▸ WHAT NEEDS TO BE DONE: All lines from the one with "Every instance of the security" to the end need to be copied exactly, with nothing before them.

BEGIN RECORDS PROVIDED

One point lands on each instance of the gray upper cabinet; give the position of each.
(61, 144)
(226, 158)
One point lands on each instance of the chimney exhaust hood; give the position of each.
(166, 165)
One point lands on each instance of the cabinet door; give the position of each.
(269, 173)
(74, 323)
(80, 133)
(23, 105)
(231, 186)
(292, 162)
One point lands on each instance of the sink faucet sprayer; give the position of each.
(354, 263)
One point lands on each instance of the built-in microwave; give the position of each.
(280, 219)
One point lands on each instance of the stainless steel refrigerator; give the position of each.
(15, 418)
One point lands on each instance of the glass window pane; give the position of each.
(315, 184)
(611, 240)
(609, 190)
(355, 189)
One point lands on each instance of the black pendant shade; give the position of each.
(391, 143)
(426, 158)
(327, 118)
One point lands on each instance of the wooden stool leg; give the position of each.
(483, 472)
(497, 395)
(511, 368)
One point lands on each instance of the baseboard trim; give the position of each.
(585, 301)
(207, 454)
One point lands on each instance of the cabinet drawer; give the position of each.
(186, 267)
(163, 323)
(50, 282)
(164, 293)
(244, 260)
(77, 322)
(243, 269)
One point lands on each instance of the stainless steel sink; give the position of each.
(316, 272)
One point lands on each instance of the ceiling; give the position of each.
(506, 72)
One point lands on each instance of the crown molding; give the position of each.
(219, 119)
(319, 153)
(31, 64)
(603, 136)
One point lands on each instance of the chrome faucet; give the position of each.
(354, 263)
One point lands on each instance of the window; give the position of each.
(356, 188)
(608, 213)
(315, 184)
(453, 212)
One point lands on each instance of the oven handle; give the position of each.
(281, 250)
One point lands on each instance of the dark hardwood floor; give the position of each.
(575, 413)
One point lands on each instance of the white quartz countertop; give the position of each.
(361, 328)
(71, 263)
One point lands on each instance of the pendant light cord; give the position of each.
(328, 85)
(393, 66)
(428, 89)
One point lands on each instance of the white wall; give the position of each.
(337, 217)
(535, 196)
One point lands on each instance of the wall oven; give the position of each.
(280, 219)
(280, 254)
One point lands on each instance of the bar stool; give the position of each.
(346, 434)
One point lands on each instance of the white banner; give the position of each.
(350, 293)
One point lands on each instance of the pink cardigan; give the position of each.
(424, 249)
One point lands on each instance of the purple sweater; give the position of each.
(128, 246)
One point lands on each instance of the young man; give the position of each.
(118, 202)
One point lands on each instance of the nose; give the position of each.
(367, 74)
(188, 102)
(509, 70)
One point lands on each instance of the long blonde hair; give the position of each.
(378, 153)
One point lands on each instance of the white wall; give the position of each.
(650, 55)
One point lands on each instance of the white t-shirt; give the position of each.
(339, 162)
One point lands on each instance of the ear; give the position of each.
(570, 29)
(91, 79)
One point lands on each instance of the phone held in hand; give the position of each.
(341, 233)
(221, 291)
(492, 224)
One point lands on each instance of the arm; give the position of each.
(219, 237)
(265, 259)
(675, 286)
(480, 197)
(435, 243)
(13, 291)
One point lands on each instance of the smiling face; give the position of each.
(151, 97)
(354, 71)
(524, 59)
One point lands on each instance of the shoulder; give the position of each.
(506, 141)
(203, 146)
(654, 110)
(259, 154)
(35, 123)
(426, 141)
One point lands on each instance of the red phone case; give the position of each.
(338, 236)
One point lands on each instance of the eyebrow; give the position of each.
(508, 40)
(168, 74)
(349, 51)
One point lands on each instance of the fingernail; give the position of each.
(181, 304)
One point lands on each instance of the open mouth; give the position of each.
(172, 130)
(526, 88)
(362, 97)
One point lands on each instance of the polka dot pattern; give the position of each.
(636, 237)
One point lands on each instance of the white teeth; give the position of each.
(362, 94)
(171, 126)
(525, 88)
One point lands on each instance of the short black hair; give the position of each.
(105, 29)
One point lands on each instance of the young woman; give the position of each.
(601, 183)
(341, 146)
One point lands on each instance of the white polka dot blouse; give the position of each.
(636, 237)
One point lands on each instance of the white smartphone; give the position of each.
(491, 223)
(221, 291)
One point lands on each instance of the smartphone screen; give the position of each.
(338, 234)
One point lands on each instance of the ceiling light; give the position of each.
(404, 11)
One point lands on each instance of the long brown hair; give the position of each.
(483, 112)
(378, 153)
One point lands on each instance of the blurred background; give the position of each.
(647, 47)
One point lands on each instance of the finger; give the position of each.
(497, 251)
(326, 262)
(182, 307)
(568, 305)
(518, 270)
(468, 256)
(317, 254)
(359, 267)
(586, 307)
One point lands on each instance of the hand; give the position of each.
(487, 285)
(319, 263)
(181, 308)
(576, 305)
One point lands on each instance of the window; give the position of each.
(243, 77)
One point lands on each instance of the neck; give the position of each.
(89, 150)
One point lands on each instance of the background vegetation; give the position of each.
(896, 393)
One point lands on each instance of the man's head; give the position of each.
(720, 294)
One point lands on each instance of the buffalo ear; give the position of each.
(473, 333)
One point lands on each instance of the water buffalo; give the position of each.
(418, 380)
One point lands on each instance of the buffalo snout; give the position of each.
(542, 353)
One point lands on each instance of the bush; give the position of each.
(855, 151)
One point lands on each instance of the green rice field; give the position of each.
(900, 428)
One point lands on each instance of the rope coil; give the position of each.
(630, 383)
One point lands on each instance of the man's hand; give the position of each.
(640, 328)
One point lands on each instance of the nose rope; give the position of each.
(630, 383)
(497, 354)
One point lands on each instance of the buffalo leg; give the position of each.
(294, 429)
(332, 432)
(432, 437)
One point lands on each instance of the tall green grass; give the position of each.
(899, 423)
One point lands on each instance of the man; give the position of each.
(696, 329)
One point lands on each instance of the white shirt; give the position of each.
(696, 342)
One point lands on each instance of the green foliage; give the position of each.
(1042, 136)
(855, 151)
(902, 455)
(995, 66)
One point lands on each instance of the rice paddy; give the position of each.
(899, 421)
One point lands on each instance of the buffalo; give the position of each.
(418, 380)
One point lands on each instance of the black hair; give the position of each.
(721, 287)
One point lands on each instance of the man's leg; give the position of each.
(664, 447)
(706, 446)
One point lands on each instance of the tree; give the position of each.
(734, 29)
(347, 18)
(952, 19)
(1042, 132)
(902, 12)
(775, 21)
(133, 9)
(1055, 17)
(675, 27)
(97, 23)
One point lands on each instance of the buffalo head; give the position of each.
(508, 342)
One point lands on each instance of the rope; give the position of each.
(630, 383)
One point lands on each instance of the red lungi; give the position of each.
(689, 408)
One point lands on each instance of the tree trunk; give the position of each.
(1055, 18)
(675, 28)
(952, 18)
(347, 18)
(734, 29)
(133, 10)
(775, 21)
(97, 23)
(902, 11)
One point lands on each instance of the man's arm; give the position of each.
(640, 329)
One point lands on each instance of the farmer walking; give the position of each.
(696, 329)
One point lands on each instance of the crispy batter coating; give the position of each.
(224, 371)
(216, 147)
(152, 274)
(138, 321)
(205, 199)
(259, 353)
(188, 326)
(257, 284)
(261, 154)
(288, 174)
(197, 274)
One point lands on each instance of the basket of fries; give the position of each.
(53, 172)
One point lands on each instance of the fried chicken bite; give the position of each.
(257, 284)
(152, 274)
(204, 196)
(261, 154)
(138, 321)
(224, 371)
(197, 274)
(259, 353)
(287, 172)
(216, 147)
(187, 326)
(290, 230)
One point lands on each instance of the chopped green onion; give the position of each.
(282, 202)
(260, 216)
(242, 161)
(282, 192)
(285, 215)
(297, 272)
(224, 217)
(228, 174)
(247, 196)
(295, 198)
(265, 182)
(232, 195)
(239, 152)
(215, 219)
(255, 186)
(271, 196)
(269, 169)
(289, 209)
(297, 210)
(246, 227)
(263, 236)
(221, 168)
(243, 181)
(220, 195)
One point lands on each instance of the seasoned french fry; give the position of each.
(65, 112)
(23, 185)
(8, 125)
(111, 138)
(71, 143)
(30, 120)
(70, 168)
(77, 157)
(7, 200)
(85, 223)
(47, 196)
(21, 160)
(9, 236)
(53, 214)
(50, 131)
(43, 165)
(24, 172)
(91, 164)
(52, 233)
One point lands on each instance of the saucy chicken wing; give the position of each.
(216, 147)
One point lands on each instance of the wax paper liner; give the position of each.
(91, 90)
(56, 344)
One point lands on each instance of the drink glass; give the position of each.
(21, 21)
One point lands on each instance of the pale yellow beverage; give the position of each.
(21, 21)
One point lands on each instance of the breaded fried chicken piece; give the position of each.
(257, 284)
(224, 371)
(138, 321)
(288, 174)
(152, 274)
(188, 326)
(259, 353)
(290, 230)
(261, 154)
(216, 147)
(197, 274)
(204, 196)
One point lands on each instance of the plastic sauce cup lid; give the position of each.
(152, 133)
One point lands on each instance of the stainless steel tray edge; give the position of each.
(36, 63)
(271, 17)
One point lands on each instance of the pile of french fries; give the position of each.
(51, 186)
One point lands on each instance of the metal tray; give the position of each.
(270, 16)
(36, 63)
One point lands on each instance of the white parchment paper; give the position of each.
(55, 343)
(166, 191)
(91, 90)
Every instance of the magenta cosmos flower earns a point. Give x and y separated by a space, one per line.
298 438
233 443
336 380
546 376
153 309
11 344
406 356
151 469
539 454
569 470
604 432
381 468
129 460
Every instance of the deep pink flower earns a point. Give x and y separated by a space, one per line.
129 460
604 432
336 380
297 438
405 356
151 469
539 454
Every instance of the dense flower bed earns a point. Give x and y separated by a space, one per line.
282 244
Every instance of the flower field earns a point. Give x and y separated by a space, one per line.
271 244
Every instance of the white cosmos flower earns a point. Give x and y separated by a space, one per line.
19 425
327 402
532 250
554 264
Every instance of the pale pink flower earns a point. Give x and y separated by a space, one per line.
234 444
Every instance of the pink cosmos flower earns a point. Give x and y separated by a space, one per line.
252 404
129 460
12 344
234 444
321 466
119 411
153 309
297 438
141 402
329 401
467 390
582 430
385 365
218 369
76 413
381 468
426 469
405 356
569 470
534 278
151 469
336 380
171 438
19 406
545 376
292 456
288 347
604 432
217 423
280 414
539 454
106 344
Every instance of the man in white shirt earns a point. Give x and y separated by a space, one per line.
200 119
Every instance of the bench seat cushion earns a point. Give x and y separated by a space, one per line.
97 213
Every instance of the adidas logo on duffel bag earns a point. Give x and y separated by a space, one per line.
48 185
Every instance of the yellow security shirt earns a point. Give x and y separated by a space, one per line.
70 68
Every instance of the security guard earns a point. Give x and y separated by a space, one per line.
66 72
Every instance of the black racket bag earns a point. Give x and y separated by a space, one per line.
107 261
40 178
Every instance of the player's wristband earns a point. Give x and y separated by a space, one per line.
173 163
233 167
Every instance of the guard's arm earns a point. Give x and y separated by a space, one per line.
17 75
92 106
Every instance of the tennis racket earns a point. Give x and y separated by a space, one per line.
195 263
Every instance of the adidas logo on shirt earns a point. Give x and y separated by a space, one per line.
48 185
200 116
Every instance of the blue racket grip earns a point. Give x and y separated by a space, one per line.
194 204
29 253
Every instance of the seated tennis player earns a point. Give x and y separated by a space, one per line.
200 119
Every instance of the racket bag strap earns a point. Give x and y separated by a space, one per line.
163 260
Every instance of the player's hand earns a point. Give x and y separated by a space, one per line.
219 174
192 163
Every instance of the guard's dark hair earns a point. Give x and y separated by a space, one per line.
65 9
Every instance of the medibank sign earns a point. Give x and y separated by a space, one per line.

END RECORDS PROVIDED

▸ TASK SOLUTION:
Every instance of the security guard earns a point. Give x and y separated by a space, one per line.
66 72
Every instance of the black racket bag earns a point. Give x and y separated by a space, one per line.
107 261
40 178
Every instance of the player's wristband earns a point. Give x and y separated by a space, one per line.
173 163
233 167
Every instance of the guard's arm earns a point. Give x and y separated by a space, one per line.
17 75
92 106
Every instance of the tennis racket earns a point. Give x and y separated by a space, one per line.
195 263
Every instance of the adidas logo on shirt earns a point. Give x and y separated by a space, one per line.
48 185
200 116
Every instance of the blue racket grip earns a point. Give x and y separated by a space, one per line.
194 204
29 253
Every instance of the seated tennis player earns a point. Give x and y separated by a space, one per line.
200 119
Every instance of the racket bag strap earns a point. Give x and y separated by a space, one per line.
163 260
Every instance of the player's hand earns a point. Give x and y separated by a space, one per line.
219 174
192 163
Every instance of the guard's dark hair earns a point. Give x and y separated by a space, one per line.
65 9
Every instance of the medibank sign earns a point. Give x and y separated by a space, one per line.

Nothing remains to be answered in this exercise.